§ **Short problem**: Identify every row below that contains the word "blue", and copy each of those rows.

§ **Extracted records**:
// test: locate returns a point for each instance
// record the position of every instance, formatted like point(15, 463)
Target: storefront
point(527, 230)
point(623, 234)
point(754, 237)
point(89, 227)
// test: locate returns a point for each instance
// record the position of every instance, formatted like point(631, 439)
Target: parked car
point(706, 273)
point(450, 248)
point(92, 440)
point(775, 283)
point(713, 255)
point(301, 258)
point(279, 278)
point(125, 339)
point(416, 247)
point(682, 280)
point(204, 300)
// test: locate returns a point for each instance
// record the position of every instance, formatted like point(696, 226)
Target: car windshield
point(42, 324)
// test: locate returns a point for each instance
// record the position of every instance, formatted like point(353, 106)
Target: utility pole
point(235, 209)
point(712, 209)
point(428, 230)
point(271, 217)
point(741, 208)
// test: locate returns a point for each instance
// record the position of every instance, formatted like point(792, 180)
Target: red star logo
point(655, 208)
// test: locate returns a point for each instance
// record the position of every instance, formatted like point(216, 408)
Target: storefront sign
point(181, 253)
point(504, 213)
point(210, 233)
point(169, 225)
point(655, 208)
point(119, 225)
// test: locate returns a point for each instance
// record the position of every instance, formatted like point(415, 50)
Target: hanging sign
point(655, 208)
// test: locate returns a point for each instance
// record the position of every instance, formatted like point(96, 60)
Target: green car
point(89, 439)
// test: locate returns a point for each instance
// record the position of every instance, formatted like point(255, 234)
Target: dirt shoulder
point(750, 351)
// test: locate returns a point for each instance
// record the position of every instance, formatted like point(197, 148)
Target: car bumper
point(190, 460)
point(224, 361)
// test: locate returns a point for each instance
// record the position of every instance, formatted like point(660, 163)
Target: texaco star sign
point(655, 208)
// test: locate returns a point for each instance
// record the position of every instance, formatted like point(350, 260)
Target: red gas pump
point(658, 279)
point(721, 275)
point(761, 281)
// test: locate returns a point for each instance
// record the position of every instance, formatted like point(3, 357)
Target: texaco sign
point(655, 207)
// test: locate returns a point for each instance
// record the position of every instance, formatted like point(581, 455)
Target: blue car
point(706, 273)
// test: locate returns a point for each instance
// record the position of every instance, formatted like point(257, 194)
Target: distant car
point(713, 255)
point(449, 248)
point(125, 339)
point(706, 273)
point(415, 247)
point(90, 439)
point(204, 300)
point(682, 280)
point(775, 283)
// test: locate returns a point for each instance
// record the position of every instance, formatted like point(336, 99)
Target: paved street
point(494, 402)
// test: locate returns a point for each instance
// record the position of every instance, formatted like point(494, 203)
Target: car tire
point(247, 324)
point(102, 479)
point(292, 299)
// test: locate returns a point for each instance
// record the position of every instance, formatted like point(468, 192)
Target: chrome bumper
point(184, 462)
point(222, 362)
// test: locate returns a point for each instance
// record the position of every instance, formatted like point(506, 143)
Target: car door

==

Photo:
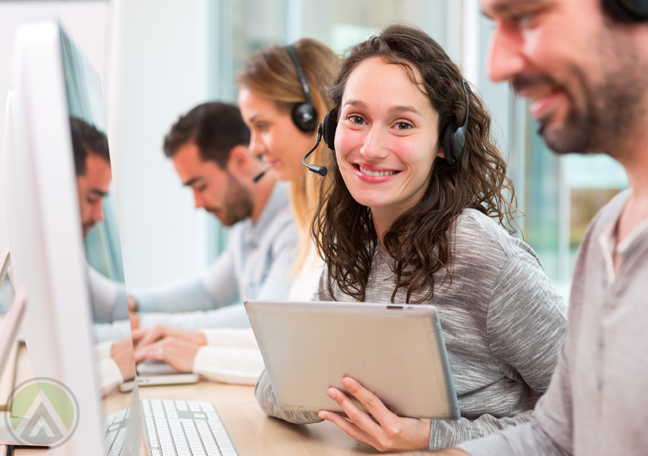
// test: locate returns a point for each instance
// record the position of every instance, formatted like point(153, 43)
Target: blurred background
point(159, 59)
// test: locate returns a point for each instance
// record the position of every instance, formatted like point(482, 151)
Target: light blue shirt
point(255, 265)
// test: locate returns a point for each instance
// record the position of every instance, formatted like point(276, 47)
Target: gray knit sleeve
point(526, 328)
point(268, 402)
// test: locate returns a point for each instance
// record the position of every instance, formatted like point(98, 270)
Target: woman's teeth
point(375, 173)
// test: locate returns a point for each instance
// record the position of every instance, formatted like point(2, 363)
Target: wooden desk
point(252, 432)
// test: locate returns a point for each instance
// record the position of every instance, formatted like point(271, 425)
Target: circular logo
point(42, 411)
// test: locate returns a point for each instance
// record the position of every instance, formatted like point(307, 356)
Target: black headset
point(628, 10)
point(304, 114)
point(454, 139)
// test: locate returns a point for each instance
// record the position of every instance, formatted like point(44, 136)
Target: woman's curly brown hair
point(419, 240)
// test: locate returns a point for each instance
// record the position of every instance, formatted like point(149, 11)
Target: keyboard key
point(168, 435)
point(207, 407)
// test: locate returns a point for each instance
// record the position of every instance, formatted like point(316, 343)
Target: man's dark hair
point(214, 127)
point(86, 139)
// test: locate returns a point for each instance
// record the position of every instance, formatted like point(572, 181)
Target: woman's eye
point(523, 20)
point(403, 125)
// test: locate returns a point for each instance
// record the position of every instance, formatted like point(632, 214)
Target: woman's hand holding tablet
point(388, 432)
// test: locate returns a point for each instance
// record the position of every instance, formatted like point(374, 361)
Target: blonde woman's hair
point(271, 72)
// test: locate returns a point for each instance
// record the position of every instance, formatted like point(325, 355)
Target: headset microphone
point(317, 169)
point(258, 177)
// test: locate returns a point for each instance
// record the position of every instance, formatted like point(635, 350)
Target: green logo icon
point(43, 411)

--

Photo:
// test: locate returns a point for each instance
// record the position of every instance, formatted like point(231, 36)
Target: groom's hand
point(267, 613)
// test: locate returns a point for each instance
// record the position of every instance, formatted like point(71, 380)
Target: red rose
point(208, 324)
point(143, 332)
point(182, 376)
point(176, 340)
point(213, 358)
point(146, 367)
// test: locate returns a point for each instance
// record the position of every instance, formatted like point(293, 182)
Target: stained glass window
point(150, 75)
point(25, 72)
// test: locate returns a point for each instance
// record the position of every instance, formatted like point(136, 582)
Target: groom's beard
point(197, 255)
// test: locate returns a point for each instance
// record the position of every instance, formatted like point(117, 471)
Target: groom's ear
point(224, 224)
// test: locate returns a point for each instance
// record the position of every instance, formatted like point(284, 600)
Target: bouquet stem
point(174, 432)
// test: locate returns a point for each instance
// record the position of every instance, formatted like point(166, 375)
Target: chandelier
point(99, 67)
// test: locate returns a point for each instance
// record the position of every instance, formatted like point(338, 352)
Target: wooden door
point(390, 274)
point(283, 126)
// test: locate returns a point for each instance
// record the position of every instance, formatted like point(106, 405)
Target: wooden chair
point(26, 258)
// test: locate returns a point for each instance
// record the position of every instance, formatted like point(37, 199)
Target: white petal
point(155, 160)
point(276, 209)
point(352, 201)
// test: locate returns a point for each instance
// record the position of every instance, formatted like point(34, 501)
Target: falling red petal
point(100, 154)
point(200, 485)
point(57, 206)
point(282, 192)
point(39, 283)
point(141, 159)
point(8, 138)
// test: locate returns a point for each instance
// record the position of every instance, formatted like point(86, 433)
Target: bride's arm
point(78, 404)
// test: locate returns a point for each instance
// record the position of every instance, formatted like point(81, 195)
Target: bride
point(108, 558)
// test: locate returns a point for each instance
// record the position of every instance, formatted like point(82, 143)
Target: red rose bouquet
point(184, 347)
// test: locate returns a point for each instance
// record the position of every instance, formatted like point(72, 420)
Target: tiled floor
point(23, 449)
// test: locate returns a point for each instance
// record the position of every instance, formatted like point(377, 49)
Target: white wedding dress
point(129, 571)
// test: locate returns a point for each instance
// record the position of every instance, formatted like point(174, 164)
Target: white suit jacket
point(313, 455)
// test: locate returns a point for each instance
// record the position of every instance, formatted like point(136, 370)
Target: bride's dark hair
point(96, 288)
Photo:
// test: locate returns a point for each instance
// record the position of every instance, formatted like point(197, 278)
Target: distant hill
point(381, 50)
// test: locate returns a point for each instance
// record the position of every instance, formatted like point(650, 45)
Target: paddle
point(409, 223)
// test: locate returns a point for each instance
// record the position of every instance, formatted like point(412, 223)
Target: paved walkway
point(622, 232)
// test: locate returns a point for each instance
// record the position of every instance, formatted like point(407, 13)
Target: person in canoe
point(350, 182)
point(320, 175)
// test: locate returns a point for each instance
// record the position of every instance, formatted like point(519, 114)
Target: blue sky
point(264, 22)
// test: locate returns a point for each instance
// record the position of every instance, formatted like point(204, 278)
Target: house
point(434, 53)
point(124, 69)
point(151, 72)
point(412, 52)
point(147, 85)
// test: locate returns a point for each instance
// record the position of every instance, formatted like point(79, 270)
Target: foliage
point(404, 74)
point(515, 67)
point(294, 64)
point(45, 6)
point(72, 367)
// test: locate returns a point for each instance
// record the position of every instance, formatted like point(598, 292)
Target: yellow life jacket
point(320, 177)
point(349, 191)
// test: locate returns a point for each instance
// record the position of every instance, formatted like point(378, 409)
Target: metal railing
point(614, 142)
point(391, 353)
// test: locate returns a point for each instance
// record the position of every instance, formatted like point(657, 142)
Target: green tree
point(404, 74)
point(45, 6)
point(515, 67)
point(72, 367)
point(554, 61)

§ **Solution for this problem**:
Target: blue car
Target: light blue shirt
Target: blue sky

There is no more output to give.